**Exercise**
Where does the string "green" appear in the records? Copy every line that contains it.

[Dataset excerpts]
------------------------

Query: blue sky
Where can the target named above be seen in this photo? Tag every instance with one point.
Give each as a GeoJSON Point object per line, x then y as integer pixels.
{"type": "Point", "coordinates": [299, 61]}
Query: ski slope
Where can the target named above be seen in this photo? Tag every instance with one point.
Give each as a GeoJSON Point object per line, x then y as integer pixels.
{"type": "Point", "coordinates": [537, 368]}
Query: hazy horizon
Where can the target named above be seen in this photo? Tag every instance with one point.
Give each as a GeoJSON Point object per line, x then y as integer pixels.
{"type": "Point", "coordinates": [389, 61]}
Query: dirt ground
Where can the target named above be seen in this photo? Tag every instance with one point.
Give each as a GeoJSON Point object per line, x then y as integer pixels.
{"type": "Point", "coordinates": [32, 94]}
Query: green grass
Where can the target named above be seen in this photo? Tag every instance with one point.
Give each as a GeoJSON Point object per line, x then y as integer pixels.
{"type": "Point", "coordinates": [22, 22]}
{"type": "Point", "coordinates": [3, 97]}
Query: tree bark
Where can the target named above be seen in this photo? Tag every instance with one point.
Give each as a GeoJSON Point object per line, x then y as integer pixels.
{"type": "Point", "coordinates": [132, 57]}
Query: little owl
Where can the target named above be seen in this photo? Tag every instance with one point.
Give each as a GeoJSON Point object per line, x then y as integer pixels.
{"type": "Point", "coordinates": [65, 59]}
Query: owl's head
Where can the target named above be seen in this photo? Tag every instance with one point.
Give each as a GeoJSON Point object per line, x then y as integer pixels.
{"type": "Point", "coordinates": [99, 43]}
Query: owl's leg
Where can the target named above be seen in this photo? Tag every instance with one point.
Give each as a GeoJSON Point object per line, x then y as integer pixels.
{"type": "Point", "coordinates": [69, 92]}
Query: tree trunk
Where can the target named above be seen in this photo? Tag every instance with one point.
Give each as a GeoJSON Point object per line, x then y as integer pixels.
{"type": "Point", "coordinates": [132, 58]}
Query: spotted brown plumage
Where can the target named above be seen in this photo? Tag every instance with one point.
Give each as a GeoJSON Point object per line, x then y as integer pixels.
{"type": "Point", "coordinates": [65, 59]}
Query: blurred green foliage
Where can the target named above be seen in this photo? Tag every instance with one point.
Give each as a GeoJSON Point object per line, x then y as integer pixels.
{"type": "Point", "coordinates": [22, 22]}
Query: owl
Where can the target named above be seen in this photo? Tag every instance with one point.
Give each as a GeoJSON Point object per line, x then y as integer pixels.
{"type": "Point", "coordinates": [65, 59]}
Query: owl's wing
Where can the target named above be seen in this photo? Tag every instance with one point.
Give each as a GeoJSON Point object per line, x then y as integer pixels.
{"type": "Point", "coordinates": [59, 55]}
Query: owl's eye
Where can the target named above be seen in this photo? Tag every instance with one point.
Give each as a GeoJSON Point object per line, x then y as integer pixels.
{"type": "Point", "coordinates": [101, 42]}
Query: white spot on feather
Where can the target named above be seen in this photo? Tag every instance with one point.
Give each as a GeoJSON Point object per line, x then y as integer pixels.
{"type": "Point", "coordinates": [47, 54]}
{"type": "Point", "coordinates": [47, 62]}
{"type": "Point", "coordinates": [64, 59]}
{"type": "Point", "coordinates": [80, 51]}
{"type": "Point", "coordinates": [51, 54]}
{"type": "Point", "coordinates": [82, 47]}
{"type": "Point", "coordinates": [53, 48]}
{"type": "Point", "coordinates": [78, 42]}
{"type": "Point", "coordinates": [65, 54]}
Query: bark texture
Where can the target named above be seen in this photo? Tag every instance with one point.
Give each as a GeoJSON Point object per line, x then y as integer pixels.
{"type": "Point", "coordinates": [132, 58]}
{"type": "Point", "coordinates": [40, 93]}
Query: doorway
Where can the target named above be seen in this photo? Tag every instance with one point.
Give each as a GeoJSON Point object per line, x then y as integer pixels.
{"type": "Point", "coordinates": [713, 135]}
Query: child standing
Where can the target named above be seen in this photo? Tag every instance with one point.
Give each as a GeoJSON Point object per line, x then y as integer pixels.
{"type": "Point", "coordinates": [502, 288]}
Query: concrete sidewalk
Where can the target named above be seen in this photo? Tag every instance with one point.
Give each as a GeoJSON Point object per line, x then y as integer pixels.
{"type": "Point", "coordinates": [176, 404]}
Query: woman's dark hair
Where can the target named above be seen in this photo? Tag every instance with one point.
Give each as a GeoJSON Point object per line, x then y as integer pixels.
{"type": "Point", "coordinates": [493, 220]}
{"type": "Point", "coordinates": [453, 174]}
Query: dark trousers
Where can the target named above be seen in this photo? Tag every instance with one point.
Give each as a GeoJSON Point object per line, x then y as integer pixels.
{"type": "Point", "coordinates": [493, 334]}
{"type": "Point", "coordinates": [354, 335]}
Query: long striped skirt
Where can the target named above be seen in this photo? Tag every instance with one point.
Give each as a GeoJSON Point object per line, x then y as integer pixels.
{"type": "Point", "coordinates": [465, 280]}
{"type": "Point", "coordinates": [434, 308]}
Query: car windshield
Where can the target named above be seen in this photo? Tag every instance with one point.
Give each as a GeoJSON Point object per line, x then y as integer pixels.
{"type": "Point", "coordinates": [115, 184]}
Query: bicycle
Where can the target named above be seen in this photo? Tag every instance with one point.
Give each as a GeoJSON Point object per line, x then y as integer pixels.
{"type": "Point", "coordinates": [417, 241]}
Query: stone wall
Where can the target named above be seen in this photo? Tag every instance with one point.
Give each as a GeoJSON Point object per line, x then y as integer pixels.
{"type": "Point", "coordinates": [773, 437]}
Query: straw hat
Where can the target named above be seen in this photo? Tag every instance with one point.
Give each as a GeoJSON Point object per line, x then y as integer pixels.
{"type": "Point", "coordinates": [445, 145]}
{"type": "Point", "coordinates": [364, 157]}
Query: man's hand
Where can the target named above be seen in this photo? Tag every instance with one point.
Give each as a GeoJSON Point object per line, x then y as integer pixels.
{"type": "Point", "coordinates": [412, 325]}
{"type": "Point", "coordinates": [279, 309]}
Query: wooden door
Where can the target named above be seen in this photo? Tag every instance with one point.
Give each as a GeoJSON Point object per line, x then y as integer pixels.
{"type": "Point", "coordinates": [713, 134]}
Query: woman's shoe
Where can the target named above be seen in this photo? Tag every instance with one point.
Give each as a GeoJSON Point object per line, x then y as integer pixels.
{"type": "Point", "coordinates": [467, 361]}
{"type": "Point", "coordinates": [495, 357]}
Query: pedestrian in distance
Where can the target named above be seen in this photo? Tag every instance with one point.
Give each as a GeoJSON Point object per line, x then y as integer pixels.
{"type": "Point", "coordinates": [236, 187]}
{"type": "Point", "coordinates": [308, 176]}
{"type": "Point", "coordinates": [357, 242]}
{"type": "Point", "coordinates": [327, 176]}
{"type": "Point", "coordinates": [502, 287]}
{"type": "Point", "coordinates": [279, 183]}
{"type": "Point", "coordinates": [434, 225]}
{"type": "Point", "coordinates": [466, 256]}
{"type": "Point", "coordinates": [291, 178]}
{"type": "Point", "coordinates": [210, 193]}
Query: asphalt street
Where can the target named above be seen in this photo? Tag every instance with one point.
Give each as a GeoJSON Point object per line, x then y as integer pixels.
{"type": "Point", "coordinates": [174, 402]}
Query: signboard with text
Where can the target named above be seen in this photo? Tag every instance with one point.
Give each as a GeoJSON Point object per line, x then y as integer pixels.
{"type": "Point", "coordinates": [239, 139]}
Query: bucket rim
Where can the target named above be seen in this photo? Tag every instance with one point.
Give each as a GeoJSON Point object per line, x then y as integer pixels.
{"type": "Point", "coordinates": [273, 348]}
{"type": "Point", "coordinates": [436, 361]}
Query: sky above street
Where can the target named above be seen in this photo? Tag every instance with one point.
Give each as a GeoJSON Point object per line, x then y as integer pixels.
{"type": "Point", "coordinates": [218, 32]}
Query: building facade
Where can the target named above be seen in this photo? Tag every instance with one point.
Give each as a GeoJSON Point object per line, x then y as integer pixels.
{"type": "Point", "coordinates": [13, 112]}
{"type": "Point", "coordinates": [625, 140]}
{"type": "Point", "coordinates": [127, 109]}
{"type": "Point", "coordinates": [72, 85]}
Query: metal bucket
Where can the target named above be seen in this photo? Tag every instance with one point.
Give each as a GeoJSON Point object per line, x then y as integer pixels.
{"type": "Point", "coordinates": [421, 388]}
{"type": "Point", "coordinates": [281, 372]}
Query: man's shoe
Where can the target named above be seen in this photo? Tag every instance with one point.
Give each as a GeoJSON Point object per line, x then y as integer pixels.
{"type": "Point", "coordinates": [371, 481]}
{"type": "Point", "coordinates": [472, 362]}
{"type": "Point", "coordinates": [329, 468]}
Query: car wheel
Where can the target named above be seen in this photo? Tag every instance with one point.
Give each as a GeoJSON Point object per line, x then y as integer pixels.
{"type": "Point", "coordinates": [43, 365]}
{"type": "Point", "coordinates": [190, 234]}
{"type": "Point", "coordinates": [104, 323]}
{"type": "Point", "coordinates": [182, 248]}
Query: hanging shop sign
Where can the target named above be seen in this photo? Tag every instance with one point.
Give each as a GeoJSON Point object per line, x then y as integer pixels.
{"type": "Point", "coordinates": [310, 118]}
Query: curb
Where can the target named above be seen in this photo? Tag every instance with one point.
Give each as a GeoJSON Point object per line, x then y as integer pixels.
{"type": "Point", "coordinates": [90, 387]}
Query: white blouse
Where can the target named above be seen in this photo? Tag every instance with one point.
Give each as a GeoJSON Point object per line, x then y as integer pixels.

------------------------

**Finished exercise**
Query: green grass
Query: blurred green foliage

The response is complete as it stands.